↓
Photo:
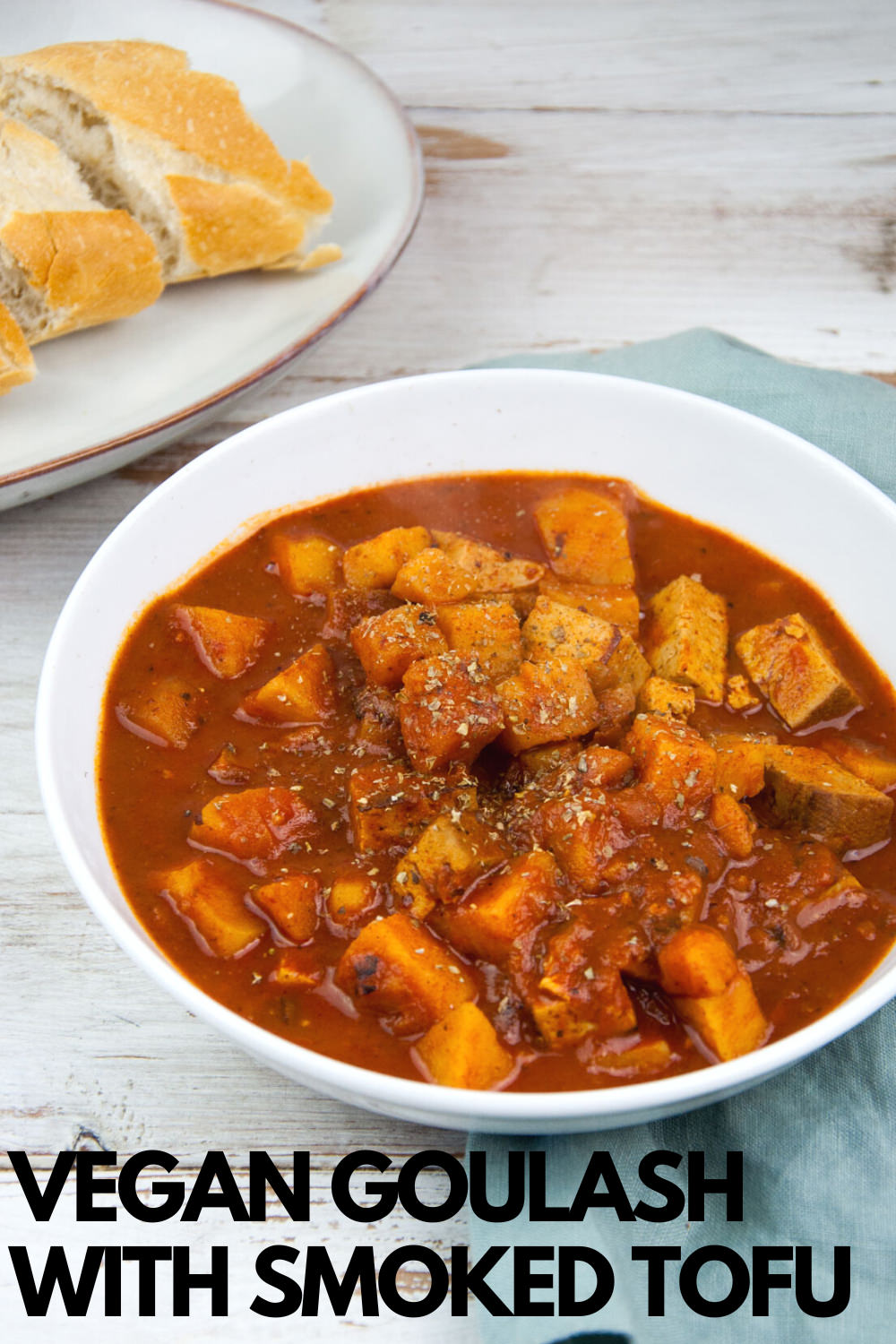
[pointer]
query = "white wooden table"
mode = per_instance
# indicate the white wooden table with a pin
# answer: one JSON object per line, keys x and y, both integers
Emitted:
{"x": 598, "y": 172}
↑
↓
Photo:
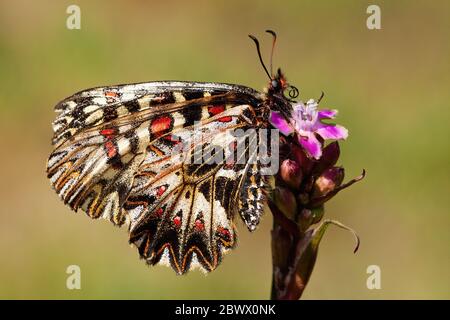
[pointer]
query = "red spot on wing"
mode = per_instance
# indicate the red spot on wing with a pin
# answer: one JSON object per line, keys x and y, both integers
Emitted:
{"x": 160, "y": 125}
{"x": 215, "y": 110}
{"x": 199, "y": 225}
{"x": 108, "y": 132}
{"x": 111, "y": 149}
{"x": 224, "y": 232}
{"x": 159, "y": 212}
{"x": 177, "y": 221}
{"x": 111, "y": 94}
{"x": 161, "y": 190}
↑
↓
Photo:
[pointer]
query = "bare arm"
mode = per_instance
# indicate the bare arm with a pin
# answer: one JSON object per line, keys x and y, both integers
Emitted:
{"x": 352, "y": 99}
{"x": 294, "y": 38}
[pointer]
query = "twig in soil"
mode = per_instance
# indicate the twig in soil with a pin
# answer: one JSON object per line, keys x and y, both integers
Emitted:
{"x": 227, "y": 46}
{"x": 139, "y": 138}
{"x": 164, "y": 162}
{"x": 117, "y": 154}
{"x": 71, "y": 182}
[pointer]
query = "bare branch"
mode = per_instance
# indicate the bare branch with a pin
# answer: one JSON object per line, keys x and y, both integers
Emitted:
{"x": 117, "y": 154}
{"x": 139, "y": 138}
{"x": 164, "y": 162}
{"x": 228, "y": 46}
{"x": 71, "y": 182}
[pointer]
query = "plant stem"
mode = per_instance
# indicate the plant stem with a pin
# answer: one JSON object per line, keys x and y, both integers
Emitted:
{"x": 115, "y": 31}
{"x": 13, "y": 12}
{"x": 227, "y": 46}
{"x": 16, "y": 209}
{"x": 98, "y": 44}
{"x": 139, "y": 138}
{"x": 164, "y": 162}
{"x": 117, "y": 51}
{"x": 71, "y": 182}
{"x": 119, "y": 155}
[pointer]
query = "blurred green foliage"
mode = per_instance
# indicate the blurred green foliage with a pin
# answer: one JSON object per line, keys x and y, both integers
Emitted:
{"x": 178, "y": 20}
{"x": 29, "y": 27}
↑
### Exercise
Please pull out every line in the items above that holds the string "branch". Case counts.

### Exercise response
query = "bare branch"
# indicate the bare branch with a pin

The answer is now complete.